CONSIGNES:
1: Transcrivez le passage du texte sur la centrale de Penly qui commence par « DOSSIER SPÉCIAL. La » et se poursuit jusqu'à « rente du nucléaire. ».
2: D'après le texte sur la centrale de Penly, de la fusion de combien de villages la commune de Petit-Caux est-elle née ?

Nucléaire : autour de Penly en Normandie, de nombreuses communes veulent aussi bénéficier de la rente des EPR

DOSSIER SPÉCIAL. La construction des deux premiers EPR2 sur le site de la centrale de Penly, en Seine-Maritime, ravivent de vieux contentieux entre les collectivités autour de la répartition de la rente du nucléaire.
Mise en service au début des années 1990, la centrale de Penly devrait être la première à accueillir deux EPR 2. À cheval entre Dieppe (à 14 km à l'ouest) et Le Tréport (à 19 km à l'est), elle fait partie des trois sites français de production d'électricité nucléaire en bord de Manche (avec celle de Paluel à 30 km de Fécamp et celle de Flamanville à environ 20 km de Cherbourg comme de La Hague) .
Mise en service au début des années 1990, la centrale de Penly devrait être la première à accueillir deux EPR 2. À cheval entre Dieppe (à 14 km à l'ouest) et Le Tréport (à 19 km à l'est), elle fait partie des trois sites français de production d'électricité nucléaire en bord de Manche (avec celle de Paluel à 30 km de Fécamp et celle de Flamanville à environ 20 km de Cherbourg comme de La Hague) . (Crédits : EDF)

« Ici, vous avez tout, nous, on n'a rien. » Des phrases comme celle-ci, il en est revenu souvent aux oreilles du maire de Petit-Caux, la localité née de la fusion de 18 villages qui abrite la centrale nucléaire de Penly, aujourd'hui sous les feux des projecteurs avec la découverte de fissures sur ses réacteurs. Élu municipal depuis trois décennies, Patrice Philippe y est habitué. « À force d'avoir les tympans qui sifflent, je finis par croire que j'ai des acouphènes », ironise-t-il. L'édile le sait mieux que personne. L'opulence de sa commune suscite encore des jalousies trente ans après que la centrale a été raccordée au réseau. Il est vrai qu'ici, la rente de l'atome crève les yeux tant les infrastructures paraissent surdimensionnées.

DONNÉES FOURNIES:

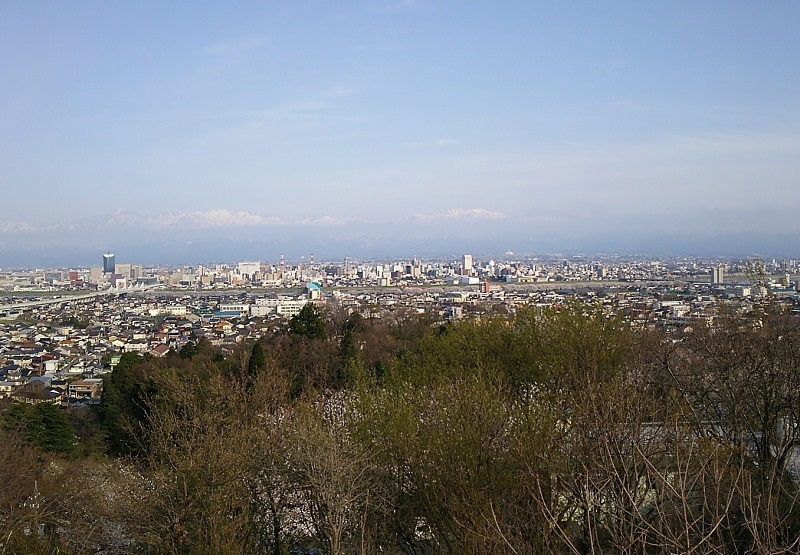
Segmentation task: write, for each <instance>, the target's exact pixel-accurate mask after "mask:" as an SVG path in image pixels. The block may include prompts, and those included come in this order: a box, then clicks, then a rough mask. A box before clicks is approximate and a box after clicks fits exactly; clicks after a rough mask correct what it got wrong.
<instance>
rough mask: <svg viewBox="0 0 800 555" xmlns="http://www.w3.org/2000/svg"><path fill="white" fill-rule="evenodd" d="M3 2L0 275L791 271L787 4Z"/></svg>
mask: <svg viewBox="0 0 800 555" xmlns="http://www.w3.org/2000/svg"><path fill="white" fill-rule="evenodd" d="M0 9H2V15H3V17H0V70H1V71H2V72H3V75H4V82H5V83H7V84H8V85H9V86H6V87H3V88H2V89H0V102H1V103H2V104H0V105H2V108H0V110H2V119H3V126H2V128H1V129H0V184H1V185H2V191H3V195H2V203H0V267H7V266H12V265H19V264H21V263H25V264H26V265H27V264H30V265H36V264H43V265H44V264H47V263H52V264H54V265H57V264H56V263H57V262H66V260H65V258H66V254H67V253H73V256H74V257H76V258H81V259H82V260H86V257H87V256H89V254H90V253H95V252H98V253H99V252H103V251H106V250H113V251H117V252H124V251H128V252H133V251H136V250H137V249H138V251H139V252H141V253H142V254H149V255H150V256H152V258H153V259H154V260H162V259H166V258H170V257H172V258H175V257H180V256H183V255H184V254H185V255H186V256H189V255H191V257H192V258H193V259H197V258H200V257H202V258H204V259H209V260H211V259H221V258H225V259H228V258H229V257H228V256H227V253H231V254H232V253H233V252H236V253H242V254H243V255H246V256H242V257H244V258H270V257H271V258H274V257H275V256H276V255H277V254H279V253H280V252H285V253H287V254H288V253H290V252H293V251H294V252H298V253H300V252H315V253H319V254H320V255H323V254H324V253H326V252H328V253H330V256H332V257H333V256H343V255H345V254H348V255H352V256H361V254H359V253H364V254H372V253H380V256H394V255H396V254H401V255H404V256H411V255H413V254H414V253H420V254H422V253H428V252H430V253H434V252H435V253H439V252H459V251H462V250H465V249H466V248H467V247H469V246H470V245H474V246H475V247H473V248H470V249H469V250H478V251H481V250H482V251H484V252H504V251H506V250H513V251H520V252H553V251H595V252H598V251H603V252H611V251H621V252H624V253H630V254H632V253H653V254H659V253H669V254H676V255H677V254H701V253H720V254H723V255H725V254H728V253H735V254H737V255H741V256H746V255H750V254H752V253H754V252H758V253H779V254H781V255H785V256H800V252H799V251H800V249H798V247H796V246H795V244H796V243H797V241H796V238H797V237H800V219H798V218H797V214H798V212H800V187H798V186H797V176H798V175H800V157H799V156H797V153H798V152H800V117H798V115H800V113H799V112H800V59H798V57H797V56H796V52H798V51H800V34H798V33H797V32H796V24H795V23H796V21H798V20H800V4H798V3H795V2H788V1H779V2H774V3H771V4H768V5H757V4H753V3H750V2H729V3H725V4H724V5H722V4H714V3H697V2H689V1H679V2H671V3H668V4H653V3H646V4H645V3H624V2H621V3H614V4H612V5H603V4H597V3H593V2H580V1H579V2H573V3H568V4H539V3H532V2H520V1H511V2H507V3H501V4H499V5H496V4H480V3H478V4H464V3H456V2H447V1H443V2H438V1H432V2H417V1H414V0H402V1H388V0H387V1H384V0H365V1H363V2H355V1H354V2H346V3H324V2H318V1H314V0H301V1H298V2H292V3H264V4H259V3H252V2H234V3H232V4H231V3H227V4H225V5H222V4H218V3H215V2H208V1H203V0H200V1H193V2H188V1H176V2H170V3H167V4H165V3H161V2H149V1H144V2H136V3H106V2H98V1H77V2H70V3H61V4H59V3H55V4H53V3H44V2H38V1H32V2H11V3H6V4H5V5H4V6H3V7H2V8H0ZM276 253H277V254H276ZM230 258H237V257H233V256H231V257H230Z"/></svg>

RÉPONSES:
1:
DOSSIER SPÉCIAL. La construction des deux premiers EPR2 sur le site de la centrale de Penly, en Seine-Maritime, ravivent de vieux contentieux entre les collectivités autour de la répartition de la rente du nucléaire.

2: Petit-Caux est née de la fusion de 18 villages.